Dataset rows
-------------------------

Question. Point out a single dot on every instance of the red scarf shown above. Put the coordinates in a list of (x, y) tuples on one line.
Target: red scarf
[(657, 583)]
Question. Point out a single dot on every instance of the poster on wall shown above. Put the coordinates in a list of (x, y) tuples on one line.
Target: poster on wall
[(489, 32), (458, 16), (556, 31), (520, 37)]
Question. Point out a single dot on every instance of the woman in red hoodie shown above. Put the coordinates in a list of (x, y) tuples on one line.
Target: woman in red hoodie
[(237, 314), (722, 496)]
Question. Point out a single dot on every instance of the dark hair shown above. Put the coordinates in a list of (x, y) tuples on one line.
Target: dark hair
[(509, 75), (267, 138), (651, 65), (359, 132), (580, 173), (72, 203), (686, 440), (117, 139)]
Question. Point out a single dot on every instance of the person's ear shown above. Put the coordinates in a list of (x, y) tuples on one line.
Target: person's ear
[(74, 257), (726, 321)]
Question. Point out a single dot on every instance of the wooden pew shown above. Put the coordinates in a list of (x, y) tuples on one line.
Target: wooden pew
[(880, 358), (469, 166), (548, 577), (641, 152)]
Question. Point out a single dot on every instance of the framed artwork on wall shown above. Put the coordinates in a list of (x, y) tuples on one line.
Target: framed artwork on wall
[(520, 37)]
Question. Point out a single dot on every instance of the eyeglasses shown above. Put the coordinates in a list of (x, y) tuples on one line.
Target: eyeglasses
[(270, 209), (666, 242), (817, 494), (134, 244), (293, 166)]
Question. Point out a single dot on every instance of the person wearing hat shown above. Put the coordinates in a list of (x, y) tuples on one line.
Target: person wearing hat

-------------------------

Exercise directions
Transcribe the entire listing above precisely.

Solution to this exercise
Question. Point out a single dot on every instance of the red scarf shown above. Put the coordinates in a list of (x, y) tuples on one line.
Target: red scarf
[(657, 583)]
Question. Point out a single dot on every instance of the poster on wall shown above. Put the coordinates in a list of (x, y) tuples on one line.
Target: poster on wall
[(489, 32), (458, 16), (556, 31), (520, 37)]
Question. Point out a single dot on every instance of the woman in red hoodie shown above. Put the coordinates in a list of (x, y) tuples on one line.
Target: woman in red hoodie
[(237, 314), (722, 496)]
Question. Point out a single dot on every instance of the dark hair shown above. Put the coordinates in a list of (x, y) tuples on one line.
Target: dark hair
[(509, 75), (267, 138), (651, 65), (359, 132), (580, 173), (72, 203), (686, 440), (117, 139)]
Question. Point out a single dot on every instance of the person's ear shown above. Put the coordinates in a list of (x, y) tuples on one line.
Target: person's ear
[(74, 257), (726, 321)]
Question. Point out a single dot on every instance of the wooden pew shown above. Put the coordinates in a list of (x, y) tuples on one line.
Target: wooden pew
[(880, 358), (469, 166), (548, 577), (641, 152)]
Question. Point out a single dot on every instance of the framed artwork on wall shown above. Put the coordinates in a list of (x, y) tuples on one line.
Target: framed artwork on wall
[(520, 37)]
Question. Point out a single dot on every instance of the eyeglasses shown above. Put the coordinates in a list of (x, y) tuples on one line.
Target: eyeglasses
[(270, 209), (666, 242), (817, 494), (134, 244), (293, 166)]
Question. Point out a single dot on every instance of the person wearing hat shown above. Put the coordinates in a list of (x, y) tuples on one line.
Target: person wearing hat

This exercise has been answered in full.